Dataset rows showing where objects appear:

▼

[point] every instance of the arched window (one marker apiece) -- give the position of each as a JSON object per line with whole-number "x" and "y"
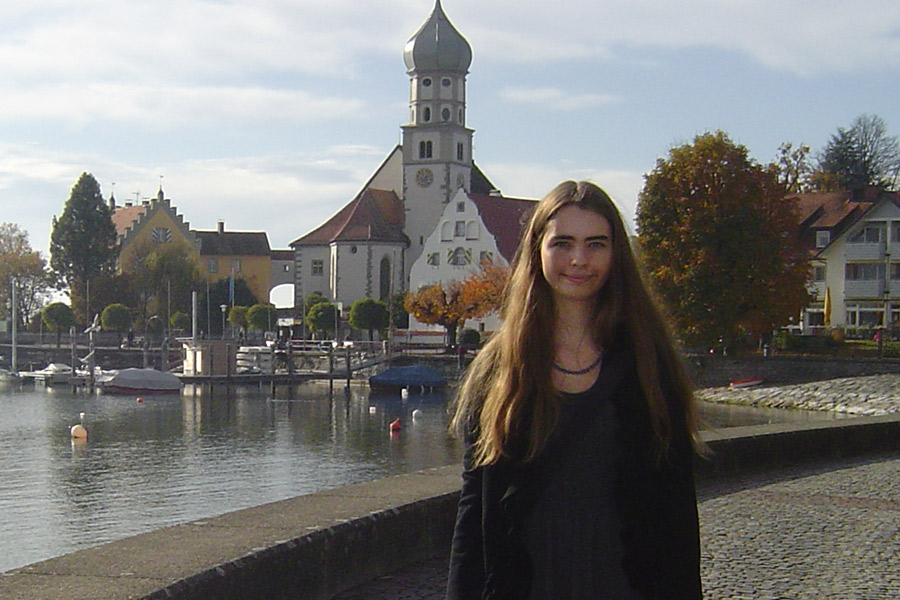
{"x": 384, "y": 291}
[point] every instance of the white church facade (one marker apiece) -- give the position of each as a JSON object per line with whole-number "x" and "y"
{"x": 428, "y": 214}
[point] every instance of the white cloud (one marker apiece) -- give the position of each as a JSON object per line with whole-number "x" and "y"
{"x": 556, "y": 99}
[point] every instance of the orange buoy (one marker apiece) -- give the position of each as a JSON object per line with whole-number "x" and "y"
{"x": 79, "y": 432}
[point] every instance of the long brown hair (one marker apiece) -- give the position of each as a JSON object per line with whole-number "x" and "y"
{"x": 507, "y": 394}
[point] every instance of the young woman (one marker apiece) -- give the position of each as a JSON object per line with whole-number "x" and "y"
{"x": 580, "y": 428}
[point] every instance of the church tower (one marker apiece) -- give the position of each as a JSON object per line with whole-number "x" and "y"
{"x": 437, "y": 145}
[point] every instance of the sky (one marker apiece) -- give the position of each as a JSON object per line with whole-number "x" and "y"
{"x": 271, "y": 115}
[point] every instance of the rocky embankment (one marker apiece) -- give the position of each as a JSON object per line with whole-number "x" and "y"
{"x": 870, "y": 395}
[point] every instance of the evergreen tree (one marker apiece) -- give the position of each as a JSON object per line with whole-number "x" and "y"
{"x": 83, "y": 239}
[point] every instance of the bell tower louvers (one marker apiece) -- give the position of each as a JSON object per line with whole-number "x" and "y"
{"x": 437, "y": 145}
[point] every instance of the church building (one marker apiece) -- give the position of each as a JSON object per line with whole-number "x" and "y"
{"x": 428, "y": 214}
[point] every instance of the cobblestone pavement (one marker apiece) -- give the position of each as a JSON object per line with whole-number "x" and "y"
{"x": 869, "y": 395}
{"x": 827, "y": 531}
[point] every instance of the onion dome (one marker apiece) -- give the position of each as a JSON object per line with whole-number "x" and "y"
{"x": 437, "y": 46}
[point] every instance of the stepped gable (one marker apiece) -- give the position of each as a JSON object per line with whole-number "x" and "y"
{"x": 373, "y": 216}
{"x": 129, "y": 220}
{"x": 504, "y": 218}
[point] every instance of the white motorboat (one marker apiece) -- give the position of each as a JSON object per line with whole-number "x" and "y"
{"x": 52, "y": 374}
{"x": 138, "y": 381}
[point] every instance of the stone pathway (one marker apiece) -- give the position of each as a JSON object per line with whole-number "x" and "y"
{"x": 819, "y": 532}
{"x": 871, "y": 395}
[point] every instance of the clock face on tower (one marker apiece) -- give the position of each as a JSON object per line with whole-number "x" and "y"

▲
▼

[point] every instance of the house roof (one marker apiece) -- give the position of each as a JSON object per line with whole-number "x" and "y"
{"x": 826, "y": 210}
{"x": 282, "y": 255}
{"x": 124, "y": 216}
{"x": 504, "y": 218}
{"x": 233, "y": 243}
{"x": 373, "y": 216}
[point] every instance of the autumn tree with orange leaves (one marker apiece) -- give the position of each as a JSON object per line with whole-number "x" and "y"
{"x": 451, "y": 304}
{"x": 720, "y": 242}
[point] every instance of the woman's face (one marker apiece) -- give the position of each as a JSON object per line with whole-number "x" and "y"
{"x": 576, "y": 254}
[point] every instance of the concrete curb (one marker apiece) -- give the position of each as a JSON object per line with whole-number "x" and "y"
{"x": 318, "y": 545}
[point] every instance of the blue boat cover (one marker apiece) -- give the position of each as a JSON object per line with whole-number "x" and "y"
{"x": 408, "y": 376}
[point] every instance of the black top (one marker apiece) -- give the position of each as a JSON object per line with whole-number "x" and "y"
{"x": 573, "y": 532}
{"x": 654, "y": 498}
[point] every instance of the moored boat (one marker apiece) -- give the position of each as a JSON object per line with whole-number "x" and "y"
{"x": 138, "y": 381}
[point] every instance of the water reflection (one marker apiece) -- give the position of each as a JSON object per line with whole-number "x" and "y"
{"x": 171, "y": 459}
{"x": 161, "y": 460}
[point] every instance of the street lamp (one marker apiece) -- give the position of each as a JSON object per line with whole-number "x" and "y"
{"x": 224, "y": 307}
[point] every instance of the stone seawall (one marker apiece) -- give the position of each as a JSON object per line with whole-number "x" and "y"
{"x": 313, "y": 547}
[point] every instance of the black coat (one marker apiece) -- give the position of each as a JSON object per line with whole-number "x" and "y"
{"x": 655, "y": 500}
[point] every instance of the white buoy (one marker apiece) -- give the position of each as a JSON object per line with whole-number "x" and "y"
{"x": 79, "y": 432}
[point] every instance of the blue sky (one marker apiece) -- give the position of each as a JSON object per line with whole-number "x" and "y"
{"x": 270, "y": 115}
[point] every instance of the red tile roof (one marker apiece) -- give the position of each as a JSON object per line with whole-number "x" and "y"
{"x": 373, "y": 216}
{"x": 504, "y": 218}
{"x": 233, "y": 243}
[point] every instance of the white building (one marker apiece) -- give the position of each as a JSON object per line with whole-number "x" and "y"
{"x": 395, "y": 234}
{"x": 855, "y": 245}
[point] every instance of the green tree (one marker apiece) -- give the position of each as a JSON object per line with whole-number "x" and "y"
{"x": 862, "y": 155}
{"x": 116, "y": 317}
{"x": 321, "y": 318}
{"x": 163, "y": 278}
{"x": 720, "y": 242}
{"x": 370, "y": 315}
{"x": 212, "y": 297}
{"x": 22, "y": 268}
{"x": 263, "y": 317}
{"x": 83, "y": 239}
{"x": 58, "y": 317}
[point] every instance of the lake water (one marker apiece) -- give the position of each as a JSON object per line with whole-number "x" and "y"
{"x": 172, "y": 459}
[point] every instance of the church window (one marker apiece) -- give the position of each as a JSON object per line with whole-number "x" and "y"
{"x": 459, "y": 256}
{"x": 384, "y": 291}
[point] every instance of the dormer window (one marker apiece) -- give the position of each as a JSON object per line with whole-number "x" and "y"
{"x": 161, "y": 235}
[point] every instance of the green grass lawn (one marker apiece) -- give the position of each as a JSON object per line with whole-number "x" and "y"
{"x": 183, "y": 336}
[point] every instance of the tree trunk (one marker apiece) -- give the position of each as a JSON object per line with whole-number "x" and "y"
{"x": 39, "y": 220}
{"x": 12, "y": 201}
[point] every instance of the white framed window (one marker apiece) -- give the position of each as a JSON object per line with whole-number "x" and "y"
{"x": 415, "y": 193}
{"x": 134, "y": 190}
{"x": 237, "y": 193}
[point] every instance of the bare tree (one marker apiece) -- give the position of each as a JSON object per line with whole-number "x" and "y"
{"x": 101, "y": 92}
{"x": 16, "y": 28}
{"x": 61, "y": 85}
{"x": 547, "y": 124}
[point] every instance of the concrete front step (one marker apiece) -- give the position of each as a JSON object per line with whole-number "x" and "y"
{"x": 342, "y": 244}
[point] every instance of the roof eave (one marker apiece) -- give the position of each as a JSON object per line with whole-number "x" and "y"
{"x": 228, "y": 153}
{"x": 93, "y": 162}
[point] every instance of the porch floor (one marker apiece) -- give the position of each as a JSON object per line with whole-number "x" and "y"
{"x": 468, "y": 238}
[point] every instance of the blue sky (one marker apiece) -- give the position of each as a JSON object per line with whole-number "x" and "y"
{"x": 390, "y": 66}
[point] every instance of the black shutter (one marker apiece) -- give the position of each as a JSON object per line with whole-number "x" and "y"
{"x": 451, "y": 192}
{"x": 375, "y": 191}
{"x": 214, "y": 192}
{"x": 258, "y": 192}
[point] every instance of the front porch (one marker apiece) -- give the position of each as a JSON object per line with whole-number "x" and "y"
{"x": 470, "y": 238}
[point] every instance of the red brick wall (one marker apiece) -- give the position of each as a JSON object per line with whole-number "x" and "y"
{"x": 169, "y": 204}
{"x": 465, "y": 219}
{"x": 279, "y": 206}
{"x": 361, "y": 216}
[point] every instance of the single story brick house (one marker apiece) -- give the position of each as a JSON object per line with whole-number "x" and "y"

▲

Can you locate every line in the records that contains the word "concrete" and copy each one out?

| Full solution |
[point] every instance of the concrete curb (one marker apiece) -- give the position of each as a JSON object per line with whole-number "x" and "y"
[point] every instance of the concrete front step (one marker apiece) -- give the position of each as a JSON object per line with whole-number "x" and "y"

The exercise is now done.